> [Problem statement]:
From the line containing "task | indicate the cow" down to the line containing "task | indicate the blurred" in the records below, reproduce every line exactly, ends included, and omit all others.

> [Provided data]:
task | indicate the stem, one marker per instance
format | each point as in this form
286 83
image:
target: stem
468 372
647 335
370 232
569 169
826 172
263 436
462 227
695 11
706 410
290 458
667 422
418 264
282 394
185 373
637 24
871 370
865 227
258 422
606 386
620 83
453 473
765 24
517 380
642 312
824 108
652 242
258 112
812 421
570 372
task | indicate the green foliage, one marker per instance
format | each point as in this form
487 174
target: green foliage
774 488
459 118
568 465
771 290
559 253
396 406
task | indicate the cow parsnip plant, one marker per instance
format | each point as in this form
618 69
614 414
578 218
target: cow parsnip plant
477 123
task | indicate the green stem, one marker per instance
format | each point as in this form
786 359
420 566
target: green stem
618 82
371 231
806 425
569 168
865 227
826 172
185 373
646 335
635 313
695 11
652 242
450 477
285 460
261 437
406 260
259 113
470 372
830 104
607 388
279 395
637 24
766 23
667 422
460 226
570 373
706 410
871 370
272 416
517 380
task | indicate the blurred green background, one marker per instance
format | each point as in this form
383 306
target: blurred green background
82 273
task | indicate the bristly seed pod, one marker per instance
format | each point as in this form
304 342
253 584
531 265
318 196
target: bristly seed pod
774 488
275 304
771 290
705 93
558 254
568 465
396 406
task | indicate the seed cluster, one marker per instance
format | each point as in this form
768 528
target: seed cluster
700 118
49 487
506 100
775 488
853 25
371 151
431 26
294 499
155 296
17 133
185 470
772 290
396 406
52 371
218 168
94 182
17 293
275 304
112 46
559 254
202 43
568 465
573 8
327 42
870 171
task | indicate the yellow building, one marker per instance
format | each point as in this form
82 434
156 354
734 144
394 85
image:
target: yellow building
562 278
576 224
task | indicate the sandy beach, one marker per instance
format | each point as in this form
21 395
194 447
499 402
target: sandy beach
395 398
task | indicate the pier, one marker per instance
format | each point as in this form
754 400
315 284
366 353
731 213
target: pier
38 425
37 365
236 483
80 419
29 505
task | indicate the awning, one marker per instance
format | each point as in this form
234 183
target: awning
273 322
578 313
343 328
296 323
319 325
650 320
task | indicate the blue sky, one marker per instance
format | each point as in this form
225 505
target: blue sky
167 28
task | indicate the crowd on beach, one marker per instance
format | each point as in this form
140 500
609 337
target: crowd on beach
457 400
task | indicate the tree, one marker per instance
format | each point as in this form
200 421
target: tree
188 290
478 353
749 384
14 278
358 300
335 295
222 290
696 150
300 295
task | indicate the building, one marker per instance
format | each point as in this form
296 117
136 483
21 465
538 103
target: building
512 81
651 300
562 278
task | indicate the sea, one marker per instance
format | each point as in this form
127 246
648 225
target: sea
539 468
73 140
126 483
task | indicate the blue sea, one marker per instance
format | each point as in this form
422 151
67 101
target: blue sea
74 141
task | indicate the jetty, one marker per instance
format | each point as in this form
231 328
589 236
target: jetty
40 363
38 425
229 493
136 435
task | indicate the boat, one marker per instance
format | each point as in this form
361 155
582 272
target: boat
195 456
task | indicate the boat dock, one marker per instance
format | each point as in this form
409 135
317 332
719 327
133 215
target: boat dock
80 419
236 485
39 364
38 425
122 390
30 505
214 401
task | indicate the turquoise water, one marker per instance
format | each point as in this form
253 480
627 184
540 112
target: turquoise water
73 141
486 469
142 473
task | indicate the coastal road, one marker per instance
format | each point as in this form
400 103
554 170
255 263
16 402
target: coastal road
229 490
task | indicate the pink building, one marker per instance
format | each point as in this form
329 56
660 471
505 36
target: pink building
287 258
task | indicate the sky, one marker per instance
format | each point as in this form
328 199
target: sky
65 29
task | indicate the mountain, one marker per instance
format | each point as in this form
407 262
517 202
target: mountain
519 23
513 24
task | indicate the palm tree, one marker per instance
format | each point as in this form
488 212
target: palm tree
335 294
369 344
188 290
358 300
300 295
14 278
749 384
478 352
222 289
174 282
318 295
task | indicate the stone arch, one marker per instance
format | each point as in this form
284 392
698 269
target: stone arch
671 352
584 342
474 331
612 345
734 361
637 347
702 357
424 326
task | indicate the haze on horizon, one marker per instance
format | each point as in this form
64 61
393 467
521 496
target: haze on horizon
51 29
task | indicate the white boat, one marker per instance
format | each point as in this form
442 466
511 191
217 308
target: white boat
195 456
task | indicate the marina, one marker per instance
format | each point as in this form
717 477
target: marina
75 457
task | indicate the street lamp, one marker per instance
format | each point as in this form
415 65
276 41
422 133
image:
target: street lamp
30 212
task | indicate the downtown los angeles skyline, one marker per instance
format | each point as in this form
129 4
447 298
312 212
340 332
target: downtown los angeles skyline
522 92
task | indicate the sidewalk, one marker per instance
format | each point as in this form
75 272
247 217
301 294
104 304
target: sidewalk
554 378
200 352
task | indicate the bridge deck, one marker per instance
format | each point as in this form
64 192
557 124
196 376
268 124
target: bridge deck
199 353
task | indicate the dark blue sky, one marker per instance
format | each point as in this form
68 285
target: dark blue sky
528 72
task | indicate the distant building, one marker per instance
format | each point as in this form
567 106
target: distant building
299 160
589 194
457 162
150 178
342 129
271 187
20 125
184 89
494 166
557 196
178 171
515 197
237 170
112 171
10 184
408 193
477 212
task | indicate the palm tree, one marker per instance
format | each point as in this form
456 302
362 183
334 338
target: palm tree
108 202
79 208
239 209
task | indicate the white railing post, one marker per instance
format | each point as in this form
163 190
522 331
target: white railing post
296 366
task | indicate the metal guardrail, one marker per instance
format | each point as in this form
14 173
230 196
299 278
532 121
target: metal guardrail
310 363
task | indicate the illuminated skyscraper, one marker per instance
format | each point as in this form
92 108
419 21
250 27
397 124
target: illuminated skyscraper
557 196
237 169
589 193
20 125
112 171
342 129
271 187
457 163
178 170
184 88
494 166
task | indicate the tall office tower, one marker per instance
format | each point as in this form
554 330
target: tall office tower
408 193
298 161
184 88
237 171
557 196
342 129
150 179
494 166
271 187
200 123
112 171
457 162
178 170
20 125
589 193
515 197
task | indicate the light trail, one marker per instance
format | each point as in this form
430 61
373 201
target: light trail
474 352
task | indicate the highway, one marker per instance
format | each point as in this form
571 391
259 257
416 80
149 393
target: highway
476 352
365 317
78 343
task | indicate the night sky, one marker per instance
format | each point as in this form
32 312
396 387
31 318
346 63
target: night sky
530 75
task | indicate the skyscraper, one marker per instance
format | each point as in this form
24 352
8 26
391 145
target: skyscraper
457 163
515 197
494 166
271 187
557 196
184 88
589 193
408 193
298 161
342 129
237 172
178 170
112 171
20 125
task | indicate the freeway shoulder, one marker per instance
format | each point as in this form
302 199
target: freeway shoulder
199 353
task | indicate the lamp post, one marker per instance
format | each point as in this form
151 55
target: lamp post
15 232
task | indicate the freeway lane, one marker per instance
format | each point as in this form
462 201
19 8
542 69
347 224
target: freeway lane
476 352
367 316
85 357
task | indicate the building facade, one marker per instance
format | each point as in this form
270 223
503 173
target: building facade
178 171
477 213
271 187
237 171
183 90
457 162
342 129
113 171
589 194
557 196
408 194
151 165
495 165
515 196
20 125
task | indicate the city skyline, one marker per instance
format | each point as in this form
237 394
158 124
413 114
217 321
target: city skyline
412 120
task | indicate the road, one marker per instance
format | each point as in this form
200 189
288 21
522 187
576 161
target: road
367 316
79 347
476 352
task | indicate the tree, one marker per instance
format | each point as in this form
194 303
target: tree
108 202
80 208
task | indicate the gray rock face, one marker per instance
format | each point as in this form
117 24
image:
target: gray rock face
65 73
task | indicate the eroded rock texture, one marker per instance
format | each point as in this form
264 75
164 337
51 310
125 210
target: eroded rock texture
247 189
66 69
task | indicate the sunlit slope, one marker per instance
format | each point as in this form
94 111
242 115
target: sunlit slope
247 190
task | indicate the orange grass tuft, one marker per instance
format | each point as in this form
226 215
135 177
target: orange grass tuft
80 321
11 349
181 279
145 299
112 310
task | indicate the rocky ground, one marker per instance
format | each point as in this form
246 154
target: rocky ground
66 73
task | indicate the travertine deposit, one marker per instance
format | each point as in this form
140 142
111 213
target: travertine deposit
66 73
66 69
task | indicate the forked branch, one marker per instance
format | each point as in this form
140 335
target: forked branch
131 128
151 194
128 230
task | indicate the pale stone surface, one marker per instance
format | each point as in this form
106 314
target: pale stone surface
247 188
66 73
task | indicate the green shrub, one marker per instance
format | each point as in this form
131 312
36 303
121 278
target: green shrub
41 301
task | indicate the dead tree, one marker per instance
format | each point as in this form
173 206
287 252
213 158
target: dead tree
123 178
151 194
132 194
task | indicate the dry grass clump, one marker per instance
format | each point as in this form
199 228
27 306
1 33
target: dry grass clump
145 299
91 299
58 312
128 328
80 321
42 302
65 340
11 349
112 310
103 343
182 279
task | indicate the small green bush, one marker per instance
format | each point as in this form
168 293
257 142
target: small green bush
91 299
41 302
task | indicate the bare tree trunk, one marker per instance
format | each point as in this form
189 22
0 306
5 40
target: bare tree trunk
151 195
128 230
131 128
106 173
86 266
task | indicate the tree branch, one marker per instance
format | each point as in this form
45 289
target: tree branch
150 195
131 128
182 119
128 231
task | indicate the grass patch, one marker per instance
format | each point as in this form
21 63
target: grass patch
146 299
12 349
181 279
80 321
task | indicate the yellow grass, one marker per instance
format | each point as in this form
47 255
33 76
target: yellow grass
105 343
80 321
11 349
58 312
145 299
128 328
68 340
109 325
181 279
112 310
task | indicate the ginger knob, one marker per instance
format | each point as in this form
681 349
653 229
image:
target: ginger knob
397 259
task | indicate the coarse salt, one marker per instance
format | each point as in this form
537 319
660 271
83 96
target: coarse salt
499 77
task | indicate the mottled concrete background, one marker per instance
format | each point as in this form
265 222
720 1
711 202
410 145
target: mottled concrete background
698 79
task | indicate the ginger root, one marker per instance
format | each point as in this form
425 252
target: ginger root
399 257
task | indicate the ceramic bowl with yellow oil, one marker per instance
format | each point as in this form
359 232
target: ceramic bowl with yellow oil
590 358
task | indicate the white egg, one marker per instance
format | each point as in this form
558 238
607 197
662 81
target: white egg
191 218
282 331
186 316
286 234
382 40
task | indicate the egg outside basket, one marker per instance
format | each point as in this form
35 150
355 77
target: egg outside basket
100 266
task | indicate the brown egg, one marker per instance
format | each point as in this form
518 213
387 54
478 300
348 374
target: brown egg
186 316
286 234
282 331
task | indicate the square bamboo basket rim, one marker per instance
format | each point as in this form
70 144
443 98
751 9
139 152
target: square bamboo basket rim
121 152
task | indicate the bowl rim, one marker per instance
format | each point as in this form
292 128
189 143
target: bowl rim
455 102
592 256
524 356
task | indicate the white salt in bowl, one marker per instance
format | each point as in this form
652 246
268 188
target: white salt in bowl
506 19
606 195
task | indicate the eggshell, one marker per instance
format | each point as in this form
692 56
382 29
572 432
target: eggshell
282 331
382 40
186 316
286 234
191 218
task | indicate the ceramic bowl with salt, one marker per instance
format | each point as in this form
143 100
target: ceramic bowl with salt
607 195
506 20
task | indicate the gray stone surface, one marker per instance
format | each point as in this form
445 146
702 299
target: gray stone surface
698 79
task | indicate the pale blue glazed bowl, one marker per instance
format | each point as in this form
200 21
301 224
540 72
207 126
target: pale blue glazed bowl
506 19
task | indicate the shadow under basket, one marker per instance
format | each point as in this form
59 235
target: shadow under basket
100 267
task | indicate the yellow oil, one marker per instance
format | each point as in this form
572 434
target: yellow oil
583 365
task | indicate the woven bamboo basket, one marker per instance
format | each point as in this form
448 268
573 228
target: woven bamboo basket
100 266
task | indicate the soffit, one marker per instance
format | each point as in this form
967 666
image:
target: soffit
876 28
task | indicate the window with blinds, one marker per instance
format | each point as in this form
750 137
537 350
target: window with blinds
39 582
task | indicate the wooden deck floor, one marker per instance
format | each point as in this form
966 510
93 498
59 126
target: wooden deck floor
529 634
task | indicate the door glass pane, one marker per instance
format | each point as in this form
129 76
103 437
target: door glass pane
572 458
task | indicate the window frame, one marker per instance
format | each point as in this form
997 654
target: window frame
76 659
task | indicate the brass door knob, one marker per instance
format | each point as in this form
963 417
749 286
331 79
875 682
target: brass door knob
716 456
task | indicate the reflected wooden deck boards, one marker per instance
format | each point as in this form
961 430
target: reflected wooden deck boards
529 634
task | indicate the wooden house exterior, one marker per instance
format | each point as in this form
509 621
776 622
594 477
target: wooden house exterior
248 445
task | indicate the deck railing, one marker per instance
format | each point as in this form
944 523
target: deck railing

> [Result]:
task | indicate the cow parsnip plant, one marker per instance
format | each point as in this form
618 69
614 414
578 218
target: cow parsnip plant
477 123
task | indicate the green stem, one marker per instance
format | each point as in this form
786 359
420 566
target: green stem
618 82
371 231
806 425
569 168
865 227
826 172
185 373
646 335
635 313
695 11
652 242
450 477
285 460
261 437
406 260
259 113
470 372
830 104
607 388
279 395
637 24
766 23
667 422
460 226
570 373
706 410
871 370
272 416
517 380
task | indicate the blurred green background, one marker per instance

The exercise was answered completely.